**Goal**
Please pull out every line in the records below that contains the string "flower", and copy each one unchanged.

**Provided entries**
** begin **
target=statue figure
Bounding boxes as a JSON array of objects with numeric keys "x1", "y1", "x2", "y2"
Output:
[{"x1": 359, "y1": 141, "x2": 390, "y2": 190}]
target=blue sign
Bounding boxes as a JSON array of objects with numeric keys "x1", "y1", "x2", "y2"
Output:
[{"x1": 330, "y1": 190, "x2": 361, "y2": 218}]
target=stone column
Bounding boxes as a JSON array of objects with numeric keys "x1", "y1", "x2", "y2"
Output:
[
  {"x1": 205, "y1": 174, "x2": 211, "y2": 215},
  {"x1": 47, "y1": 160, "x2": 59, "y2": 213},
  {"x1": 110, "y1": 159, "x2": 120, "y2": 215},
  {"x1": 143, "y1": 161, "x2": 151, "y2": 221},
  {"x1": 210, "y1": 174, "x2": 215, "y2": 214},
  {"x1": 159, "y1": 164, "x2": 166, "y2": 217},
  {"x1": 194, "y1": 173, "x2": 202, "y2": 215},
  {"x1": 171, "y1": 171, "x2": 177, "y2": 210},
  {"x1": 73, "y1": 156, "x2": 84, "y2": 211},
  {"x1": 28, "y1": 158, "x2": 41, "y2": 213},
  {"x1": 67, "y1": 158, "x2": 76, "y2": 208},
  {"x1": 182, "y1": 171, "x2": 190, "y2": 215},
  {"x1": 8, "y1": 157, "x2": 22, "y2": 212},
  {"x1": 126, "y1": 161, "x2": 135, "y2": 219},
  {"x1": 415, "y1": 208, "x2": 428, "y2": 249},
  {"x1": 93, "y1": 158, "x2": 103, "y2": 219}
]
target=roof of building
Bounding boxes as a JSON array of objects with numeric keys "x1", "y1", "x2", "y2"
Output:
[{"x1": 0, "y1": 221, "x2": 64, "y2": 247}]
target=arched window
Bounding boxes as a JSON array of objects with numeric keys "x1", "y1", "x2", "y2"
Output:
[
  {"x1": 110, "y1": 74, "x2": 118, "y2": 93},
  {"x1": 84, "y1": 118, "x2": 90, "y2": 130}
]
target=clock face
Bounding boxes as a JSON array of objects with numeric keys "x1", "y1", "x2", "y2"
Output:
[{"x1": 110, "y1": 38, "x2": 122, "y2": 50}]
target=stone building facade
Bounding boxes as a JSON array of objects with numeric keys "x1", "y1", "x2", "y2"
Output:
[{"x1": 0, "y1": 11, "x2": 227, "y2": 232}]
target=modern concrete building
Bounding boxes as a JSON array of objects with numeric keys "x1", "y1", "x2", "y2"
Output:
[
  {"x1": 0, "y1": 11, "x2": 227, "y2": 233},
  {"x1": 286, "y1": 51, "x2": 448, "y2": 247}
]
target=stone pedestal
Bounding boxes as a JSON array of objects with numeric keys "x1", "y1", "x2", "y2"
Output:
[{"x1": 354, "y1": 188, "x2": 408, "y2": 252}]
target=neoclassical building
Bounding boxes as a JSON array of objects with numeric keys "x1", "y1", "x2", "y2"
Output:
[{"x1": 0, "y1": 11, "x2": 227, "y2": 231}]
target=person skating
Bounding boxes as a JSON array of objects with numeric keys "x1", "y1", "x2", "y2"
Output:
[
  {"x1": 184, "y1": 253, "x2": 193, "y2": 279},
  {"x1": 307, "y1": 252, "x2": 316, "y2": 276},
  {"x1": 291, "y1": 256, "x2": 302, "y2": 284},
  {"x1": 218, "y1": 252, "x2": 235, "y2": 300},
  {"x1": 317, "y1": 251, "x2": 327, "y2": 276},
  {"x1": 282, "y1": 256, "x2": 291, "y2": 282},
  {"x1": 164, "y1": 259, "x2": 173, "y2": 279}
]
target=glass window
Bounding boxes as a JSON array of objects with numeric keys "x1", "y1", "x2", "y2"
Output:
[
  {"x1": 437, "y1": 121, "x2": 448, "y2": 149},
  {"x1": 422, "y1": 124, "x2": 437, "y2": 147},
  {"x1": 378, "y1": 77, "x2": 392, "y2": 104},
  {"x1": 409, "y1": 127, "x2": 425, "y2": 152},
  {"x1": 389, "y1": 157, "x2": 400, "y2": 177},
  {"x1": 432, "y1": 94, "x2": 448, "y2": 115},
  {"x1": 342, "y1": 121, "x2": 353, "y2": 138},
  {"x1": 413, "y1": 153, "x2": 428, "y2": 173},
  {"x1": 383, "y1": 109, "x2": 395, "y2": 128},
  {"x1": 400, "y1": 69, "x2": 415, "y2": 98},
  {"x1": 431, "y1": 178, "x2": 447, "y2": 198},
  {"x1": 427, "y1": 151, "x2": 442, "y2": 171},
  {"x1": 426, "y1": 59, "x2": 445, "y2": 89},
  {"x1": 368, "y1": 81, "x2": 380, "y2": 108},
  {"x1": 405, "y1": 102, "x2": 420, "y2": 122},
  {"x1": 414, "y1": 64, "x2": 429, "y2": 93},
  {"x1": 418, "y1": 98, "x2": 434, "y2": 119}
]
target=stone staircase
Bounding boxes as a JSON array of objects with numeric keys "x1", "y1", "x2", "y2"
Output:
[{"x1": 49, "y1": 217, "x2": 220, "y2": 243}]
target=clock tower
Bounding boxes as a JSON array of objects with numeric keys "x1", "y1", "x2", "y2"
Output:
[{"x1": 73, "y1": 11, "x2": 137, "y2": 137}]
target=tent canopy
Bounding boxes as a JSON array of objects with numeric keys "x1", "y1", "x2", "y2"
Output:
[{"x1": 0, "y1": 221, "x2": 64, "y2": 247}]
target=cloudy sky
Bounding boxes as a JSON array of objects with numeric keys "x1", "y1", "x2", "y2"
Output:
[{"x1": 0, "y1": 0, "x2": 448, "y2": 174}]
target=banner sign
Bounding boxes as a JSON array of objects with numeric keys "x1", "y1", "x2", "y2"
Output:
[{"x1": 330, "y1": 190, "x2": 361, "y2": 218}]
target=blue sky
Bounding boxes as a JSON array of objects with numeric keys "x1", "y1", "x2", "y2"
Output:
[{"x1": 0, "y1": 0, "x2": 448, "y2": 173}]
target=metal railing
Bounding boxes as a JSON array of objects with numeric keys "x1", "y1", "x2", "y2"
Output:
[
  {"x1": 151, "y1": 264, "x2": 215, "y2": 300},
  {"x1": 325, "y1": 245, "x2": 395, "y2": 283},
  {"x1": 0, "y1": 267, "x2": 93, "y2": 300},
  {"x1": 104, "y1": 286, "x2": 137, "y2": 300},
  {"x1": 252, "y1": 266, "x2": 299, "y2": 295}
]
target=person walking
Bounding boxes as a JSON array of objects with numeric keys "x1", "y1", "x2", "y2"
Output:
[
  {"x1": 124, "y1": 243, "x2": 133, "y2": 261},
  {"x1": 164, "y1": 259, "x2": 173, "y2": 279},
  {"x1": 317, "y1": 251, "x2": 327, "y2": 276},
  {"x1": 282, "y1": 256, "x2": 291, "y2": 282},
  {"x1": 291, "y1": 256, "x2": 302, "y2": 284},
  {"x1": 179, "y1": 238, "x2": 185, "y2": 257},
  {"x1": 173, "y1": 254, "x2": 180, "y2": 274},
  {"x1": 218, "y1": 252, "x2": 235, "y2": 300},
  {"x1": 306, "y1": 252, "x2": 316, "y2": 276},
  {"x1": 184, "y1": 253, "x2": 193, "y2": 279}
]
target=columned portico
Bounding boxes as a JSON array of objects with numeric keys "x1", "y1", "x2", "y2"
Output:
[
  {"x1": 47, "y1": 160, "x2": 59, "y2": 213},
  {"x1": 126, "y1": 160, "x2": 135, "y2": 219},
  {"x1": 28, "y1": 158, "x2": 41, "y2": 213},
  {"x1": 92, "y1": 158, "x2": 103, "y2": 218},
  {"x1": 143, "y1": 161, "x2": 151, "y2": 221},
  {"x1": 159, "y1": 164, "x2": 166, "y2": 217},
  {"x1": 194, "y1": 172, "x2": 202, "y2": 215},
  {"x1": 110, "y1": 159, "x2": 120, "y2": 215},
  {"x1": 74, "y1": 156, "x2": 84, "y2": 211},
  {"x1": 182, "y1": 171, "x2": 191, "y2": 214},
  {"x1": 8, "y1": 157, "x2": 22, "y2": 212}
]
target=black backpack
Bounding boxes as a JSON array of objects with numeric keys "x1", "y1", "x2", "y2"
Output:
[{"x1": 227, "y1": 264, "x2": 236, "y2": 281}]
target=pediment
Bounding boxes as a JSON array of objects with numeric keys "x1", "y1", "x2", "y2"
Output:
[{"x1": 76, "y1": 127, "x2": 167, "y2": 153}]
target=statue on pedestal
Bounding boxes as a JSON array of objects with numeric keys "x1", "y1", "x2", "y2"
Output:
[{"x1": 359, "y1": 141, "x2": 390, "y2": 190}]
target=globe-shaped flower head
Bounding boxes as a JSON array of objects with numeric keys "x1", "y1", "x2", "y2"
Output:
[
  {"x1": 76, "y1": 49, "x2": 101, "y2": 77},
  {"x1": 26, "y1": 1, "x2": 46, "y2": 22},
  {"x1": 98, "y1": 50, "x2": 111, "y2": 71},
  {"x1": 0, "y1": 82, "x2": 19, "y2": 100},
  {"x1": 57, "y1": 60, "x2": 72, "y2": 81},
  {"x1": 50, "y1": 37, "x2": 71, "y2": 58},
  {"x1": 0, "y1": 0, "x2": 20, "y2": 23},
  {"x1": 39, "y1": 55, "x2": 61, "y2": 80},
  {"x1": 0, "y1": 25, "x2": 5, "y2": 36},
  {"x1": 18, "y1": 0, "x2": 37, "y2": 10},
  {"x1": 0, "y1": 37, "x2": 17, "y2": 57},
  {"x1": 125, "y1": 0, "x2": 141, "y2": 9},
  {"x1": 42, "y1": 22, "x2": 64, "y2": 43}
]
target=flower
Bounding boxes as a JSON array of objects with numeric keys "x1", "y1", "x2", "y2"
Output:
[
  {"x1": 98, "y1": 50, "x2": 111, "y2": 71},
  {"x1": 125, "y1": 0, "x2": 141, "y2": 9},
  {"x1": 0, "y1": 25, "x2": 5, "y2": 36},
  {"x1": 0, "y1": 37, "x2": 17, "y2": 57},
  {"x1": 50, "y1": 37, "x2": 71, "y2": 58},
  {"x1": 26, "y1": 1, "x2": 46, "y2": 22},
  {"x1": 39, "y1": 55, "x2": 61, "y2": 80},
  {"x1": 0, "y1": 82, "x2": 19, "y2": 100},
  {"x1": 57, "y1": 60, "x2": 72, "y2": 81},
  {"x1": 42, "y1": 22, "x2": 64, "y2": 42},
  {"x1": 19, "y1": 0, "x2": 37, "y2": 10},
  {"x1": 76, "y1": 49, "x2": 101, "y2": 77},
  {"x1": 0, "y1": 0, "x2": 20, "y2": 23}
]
** end **
**Solution to this problem**
target=globe-shaped flower head
target=flower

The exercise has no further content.